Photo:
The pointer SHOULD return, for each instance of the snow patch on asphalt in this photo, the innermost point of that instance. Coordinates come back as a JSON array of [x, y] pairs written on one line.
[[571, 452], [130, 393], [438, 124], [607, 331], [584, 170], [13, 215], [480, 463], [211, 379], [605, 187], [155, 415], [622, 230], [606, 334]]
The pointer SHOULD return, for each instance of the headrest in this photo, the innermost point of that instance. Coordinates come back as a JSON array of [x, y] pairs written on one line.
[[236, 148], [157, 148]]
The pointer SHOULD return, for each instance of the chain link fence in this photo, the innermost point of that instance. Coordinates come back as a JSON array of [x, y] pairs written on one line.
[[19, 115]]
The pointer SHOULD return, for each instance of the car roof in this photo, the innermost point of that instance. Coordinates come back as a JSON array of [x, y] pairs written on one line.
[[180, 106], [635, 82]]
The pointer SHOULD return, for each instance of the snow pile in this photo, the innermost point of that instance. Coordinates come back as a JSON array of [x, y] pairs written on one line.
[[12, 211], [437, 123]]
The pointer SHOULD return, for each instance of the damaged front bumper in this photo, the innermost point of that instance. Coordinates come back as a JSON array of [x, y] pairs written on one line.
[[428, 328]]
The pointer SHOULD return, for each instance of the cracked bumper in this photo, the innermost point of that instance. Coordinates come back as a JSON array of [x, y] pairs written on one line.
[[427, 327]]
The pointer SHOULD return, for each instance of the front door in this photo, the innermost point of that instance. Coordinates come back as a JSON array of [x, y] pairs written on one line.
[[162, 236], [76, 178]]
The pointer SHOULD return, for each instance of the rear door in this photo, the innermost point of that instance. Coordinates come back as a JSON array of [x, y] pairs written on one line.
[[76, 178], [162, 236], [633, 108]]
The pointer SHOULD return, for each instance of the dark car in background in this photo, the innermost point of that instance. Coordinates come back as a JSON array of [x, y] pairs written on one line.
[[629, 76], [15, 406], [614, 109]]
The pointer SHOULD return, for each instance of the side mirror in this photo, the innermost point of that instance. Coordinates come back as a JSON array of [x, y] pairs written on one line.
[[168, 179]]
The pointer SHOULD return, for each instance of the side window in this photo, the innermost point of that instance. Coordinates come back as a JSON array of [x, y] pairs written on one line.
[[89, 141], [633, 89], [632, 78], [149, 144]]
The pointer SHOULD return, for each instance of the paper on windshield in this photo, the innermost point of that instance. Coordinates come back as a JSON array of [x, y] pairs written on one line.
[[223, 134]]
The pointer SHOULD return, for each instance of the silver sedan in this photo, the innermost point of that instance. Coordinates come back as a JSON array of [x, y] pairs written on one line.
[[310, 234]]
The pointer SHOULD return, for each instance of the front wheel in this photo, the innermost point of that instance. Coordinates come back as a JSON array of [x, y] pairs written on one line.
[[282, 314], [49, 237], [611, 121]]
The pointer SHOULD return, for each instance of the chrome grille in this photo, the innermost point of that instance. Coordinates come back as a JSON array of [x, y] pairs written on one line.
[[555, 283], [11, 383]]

Work to complete
Retype the material above, line by line, exactly.

Response
Photo:
The pointer SHOULD return, for each instance of the snow patch on asphalt in this photo, the innermost point of that instance. Coordinates come back as a JSON array of [x, y] pairs written on one line.
[[571, 452], [130, 393], [438, 124], [607, 331], [584, 170], [13, 215], [480, 463], [211, 379], [605, 187], [155, 415], [622, 230], [606, 334]]
The pointer SHOULD return, for each instance of the headrest in this photo, the innermost point of that instance. Coordinates come back as a JSON array of [x, y] pairs written on one line.
[[236, 148], [157, 148]]
The pointer SHOULD return, for each instance of the chain link fence in this photo, the innermost point of that instance. Coordinates come back as a JSON array of [x, y] pairs written on one line.
[[19, 115]]
The pointer SHOULD return, for each instance of the car roof in this photo, the innermost point of that instance. Coordinates come back as a JSON array of [x, y] pairs written on one line.
[[180, 106], [635, 82]]
The pointer SHOULD return, for each instance of the snow pile in this photo, the innermost point of that instance. Coordinates come back as a JSON array of [x, y] pairs written on one line.
[[12, 211], [437, 123]]
The pointer SHOULD return, for each instance of the damaged front bumper in this photo, the innermost point of that instance. Coordinates come back as a JSON array of [x, y] pairs written on one line.
[[428, 328]]
The pointer SHOULD return, for each instance of the cracked bumper in this photo, the innermost point of that instance. Coordinates come back as a JSON array of [x, y] pairs written on one line.
[[427, 327]]
The pointer SHOULD return, for each instance of the front door in this photo, the innermost point of that instance. Coordinates come back as a JSON array of [x, y] pairs written on one line.
[[162, 236], [76, 178]]
The pointer SHOULD return, for each instance of the rear door in this photo, the innermost point of that instance. Coordinates come back as a JSON array of [x, y] pairs written on one line.
[[76, 178], [162, 236], [633, 108]]
The pointer SHOULD return, for each instance of the dark car in background in this photo, the innermost point of that instance. Coordinates come back as a JSON array of [x, y] pairs written on one line.
[[629, 76], [15, 406], [614, 109]]
The pointer SHOULD return, for each instance of the side mirror in this photo, the innermost point of that instance. Coordinates come back as a JSON array of [x, y] pairs written on one line.
[[168, 179]]
The pointer SHOULD return, for each instance of the side window in this photo, the innermost point of that instance. Coordinates come back as a JSON array of [x, y] pairs written on one line.
[[89, 141], [633, 89], [632, 78], [149, 144]]
The pointer SHOULD return, for each instance of the paper on windshield in this photo, the innermost point of that instance. Coordinates come back as a JSON array of [x, y] pairs written on one line.
[[223, 134]]
The pointer SHOULD return, for each instance of the silver sedan in this photo, the innermost point of that instance. Coordinates come back as a JSON array of [x, y] pairs written on one line.
[[310, 234]]
The pointer SHOULD return, for each instance of the front wheel in this photo, the innermost point of that instance. Coordinates come back as a JSON array of [x, y] pairs written on one line.
[[282, 314], [49, 237], [611, 121]]
The pointer SHOULD return, for each instance of the chrome grille in this photo, the innermost point of that instance. Coordinates come back as a JSON array of [x, y] pairs written on one line.
[[555, 283], [11, 383]]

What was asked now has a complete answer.